-- Start Given data --

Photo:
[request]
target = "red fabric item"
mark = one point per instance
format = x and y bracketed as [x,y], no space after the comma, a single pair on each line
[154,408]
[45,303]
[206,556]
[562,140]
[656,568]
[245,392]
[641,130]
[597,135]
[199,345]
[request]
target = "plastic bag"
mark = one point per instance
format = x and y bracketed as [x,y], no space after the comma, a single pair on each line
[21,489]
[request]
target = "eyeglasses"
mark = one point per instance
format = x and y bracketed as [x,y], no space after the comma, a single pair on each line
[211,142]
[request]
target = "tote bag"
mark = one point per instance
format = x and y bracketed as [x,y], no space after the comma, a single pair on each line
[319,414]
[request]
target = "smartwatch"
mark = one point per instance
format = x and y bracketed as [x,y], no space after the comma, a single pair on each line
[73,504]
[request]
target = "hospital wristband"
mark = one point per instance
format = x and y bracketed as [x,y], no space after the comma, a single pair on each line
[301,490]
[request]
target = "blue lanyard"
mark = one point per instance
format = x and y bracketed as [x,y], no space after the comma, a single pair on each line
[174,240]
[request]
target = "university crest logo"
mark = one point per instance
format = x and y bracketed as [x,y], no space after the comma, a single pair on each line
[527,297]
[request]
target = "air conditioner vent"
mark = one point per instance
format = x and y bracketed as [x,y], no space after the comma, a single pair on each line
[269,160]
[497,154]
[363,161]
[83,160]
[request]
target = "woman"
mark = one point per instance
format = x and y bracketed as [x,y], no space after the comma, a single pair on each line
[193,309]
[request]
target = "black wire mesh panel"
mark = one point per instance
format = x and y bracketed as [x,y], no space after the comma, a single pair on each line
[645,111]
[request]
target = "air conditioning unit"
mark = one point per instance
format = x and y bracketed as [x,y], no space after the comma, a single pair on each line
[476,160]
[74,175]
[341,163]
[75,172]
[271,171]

-- End Given data --

## What to do
Set out the complete listing exactly as shown.

## Solution below
Photo:
[request]
target = "red fabric item"
mark = one point per instance
format = x and y bracketed as [x,y], no space after the comma, a single pair on each line
[154,408]
[45,303]
[206,556]
[562,140]
[656,568]
[245,392]
[641,130]
[597,135]
[199,345]
[request]
target = "plastic bag"
mark = one point per instance
format = x and y bracketed as [x,y], no space after the comma, a single pair on each line
[21,489]
[request]
target = "eyeglasses"
mark = one point per instance
format = x and y bracketed as [x,y], no space after the comma, a single pair on each line
[211,142]
[request]
target = "tote bag"
mark = one point per instance
format = x and y bracketed as [x,y], no space after the comma, a single pair on each line
[319,414]
[request]
target = "smartwatch"
mark = one point per instance
format = x and y bracketed as [x,y], no space after the comma, a single pair on each line
[73,504]
[request]
target = "hospital wristband"
mark = one point per instance
format = x and y bracketed as [x,y], no space after the comma, a single pair on each line
[301,490]
[request]
target = "blue lanyard"
mark = one point per instance
format = x and y bracketed as [x,y], no space after the comma, a single pair on each line
[174,240]
[request]
target = "university crest logo"
mark = one point per instance
format = x and y bracketed as [x,y], no space after the comma, a single pair on each line
[527,297]
[request]
target = "air conditioner vent"
mark = one point per instance
format = x and y bracketed as [x,y], no space after the comma, a single pair on each line
[269,160]
[497,154]
[363,161]
[83,160]
[request]
target = "woman"
mark = one point per instance
format = x and y bracketed as [x,y], no space after the comma, a single pair on each line
[193,309]
[request]
target = "black wire mesh panel"
mark = one point per instance
format = x and y bracketed as [x,y], no space after the comma, a single pair on each line
[645,111]
[request]
target = "air conditioning unit"
mark = one point per instance
format = x and y bracketed as [x,y], no space after the comma, a single pair on each line
[476,160]
[74,175]
[341,163]
[75,172]
[271,171]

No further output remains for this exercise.